■ **Required task**
Rewrite the lines below, changing "Detect every instance of" to "Locate all instances of" throughout and leaving everything else as it is.

■ **Exercise materials**
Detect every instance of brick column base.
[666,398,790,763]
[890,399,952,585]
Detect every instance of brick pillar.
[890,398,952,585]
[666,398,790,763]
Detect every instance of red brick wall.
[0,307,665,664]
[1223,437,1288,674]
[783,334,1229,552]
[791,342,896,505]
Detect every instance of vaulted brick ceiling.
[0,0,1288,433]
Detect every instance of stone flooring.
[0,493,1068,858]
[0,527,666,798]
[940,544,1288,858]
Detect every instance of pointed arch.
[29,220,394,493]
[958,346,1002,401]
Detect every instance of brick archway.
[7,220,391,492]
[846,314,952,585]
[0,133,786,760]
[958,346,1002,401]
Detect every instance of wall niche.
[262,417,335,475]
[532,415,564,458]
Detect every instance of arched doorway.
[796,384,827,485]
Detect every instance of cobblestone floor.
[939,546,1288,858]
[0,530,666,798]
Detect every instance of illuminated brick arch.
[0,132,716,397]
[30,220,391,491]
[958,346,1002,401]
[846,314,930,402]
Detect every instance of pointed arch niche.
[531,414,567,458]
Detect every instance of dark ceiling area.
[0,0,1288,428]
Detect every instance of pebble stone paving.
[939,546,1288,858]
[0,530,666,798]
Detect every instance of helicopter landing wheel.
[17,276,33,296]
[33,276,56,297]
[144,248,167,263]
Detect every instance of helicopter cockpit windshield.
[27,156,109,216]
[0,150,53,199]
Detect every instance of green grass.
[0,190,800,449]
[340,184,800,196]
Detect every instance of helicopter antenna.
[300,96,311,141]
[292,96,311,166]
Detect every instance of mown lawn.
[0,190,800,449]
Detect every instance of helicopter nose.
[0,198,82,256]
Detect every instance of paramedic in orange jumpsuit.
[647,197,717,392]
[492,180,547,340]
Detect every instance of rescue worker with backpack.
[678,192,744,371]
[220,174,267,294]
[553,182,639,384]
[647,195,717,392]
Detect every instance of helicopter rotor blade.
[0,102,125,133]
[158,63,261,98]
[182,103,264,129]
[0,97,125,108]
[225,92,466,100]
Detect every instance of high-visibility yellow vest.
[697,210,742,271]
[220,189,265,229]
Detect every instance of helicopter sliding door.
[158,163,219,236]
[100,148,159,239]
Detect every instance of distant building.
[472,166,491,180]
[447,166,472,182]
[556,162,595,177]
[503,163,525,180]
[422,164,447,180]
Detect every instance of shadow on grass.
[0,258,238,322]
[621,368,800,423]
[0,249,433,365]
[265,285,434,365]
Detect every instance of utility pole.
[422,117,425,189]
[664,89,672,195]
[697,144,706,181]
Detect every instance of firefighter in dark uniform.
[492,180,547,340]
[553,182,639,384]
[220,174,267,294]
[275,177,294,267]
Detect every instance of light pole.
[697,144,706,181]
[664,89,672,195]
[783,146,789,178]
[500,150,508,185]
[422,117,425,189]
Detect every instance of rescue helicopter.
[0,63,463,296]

■ **Full answer**
Locate all instances of brick column base.
[666,398,790,763]
[890,399,952,585]
Locate all instances of brick pillar.
[890,398,952,585]
[666,398,790,763]
Locate all instances of red brick wall.
[0,307,665,664]
[1223,437,1288,674]
[783,334,1229,552]
[791,342,896,505]
Locate all instances of vaulted brick ceiling.
[0,0,1288,433]
Locate all instances of stone flooring.
[0,493,1068,858]
[0,527,666,798]
[940,544,1288,858]
Locate all instances of pointed arch.
[29,220,394,493]
[958,346,1002,401]
Locate all instances of brick archway.
[7,220,391,492]
[846,314,952,585]
[0,133,786,760]
[958,346,1002,401]
Locate all instances of wall niche.
[262,417,335,475]
[532,415,564,458]
Locate all instances of arched doorway.
[796,384,827,485]
Locate all instances of cobblestone floor.
[939,546,1288,858]
[0,530,666,798]
Locate all instances of illuminated brick arch.
[0,132,716,397]
[30,220,391,491]
[958,346,1002,401]
[846,314,930,402]
Locate all instances of pointed arch niche.
[531,414,567,458]
Locate all instances of dark ceiling area.
[0,0,1288,428]
Locate all instances of pebble stone paving.
[939,546,1288,858]
[0,530,666,798]
Locate all instances of helicopter landing wheel.
[17,276,33,296]
[33,276,56,297]
[144,248,167,263]
Locate all instances of helicopter cockpit windshield.
[27,156,109,216]
[0,150,53,199]
Locate all instances of green grass.
[0,190,800,449]
[340,184,800,196]
Locate all instances of helicopter antenna.
[300,96,311,141]
[292,96,311,166]
Locate all instances of mown lawn.
[0,190,800,449]
Locate all instances of helicopter nose.
[0,198,82,256]
Locate all instances of paramedic in orange jumpsuit.
[647,197,717,392]
[492,180,547,340]
Locate all instances of rescue worker with backpack.
[678,192,744,371]
[220,174,267,294]
[553,182,639,384]
[647,195,717,392]
Locate all instances of helicopter rotor blade.
[0,102,125,133]
[158,63,261,98]
[182,103,264,129]
[0,97,125,108]
[225,92,466,100]
Locate all instances of high-visibility yellow vest.
[697,210,742,271]
[220,189,265,229]
Locate all instances of helicopter sliding door.
[158,163,219,236]
[100,148,159,239]
Locate all instances of distant building.
[472,166,491,180]
[447,166,472,182]
[556,162,595,177]
[503,163,525,180]
[422,164,447,180]
Locate all instances of shadow on grass.
[0,258,238,322]
[621,368,800,423]
[0,249,433,365]
[265,285,434,365]
Locate all instances of utility pole.
[422,117,425,189]
[664,89,672,195]
[697,144,706,181]
Locate all instances of firefighter in dark uniform.
[492,180,547,340]
[553,182,639,384]
[220,174,267,294]
[275,177,294,267]
Locate all instances of light pole.
[697,144,706,181]
[664,89,672,195]
[783,146,789,178]
[500,150,508,185]
[422,117,425,189]
Locate all instances of rescue helicopter.
[0,63,463,296]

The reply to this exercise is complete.